— start Excerpted passage —

In JavaScript, arrays enable storing a collection of multiple items under a single variable name. In programming, the situations when you work with just a single array are rare, thus requiring the knowledge of methods to work with multiple arrays simultaneously. This time, we’ll review the concat() method, responsible for joining (merging) two or more arrays without changing them.

Basics of the concat() method

In general, the concat() method refers to concatenation. In simple terms, concatenation equals joining. Consequently, the concat() method is used to join two or more arrays into a single array.

However, with this method, you won’t be able to change the original values stored in arrays. Syntax-wise, the concat() method is relatively simple:

array1.concat(array2, array3, ...arrayX)

Because this method’s output is an array, we place array1 before the concat() method in syntax. In brackets, array2 is a required parameter, array3 is the array that has to be joined. In this sense, arrayX refers to other arrays, which you can add for concatenation purposes. If all parameters are set up correctly, the return value is a new array, which contains joined arrays.

A basic example that best shows how the concat() method works, as follows:

const odds = [5,7,9];
const evens = [4,6,8];
const combined = odds.concat(evens);

console.log(combined); // Expected output: [ 5, 7, 9, 4, 6, 8 ]

We take odds and evens with three numbers in different arrays. Then, we use the concat() method to merge odds with evens, resulting in the following output: [5, 7, 9, 4, 6 ,8]. As you can see, the output you get is a combined array, which contains values from both odds and evens arrays.

— end Excerpted passage —
— start Excerpted data —

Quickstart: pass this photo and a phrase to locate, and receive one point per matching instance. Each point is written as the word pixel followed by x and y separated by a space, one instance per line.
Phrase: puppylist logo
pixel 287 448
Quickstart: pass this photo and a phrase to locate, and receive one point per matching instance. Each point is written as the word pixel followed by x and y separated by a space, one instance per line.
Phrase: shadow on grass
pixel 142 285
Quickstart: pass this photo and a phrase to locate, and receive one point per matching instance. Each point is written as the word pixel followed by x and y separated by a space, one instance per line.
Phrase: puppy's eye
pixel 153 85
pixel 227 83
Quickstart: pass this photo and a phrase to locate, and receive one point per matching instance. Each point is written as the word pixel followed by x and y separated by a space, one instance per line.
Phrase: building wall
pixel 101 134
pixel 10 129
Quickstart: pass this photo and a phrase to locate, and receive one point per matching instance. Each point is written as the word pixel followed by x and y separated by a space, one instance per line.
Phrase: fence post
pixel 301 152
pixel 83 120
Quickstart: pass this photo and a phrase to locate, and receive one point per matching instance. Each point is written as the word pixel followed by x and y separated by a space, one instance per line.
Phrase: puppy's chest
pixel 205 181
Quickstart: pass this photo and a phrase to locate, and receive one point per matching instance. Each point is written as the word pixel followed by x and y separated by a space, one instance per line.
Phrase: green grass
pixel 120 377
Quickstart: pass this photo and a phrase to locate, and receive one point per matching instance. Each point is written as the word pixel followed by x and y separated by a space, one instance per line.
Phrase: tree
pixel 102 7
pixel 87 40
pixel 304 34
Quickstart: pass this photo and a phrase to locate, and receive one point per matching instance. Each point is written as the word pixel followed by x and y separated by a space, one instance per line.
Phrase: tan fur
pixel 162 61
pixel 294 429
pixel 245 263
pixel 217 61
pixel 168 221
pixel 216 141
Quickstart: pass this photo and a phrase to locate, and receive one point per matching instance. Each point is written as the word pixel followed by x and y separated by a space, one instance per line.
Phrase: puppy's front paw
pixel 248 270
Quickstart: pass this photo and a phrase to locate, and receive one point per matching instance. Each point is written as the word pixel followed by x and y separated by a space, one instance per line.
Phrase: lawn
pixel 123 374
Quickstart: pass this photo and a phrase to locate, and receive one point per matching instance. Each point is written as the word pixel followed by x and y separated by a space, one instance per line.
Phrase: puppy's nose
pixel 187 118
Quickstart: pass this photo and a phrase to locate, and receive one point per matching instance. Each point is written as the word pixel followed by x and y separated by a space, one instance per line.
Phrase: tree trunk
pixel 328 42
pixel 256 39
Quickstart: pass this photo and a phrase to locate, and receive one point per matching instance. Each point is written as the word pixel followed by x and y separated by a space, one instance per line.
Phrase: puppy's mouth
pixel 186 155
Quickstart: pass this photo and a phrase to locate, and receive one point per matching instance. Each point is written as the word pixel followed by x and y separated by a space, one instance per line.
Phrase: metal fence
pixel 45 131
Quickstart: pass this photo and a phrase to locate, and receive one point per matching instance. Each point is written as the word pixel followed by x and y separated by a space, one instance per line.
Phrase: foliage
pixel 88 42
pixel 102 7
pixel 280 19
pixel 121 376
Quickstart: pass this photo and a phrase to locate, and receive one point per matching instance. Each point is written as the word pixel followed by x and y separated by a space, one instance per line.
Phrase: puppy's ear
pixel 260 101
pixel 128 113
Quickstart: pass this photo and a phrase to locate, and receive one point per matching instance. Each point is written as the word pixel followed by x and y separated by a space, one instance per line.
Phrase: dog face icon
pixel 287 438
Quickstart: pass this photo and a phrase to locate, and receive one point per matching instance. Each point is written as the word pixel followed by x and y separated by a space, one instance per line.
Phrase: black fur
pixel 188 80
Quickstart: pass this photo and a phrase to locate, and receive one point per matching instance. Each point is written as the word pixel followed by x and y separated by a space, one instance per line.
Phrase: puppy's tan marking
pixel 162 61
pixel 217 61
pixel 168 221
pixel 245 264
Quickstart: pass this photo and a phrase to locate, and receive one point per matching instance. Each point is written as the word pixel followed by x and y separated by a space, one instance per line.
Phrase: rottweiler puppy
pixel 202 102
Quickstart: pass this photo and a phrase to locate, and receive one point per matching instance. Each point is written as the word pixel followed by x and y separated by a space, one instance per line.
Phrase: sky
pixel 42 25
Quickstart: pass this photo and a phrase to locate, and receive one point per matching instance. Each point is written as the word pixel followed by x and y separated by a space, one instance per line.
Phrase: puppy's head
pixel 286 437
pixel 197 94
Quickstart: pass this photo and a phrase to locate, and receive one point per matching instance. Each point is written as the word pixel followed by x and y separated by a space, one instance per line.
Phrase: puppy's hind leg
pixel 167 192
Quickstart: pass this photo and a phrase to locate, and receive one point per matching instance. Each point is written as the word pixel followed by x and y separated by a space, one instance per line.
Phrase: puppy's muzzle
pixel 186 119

— end Excerpted data —

## Stated problem 1
Sum up the page on JavaScript's concat() method in two sentences.
## Stated problem 2
Write the next part of the page on JavaScript's concat() method, picking up after its final sentence.

## Task result 1
JavaScript's concat() method joins two or more arrays into a single new array and leaves the values in the original arrays unchanged. Its syntax is array1.concat(array2, array3, ...arrayX), and in the example, merging an array of odd numbers with an array of even numbers gives the combined array [5, 7, 9, 4, 6, 8].

## Task result 2
Using an empty array

Let’s come back to the previous code snippet and modify it a little bit. This time, let’s use the same values, only this time leaving an empty array and placing odds and evens into the brackets of the concat() method:

const odds = [5,7,9];
const evens = [4,6,8];
const combined = [].concat(odds, evens);

console.log(combined); // Expected output: [ 5, 7, 9, 4, 6, 8 ]

In this instance, the result you log through a console will be the same. However, the option of using an empty array can be helpful when working with dozens of arrays simultaneously.

Joining values into an array

Another example of the concat() method is when you have values stored differently. Please review the following code snippet:

const letterExamples = ['z', 'x', 'y'];

const valueExamples = letterExamples.concat(7, [8, 9]);
 
console.log(valueExamples);
// Expected output: in [ 'z', 'x', 'y', 7, 8, 9 ]

As you can see, in the value_examples, we have the values stored differently, with 8 and 9 being an array. Still, when you use the concat() method, the output you get will equal the concatenation of two arrays.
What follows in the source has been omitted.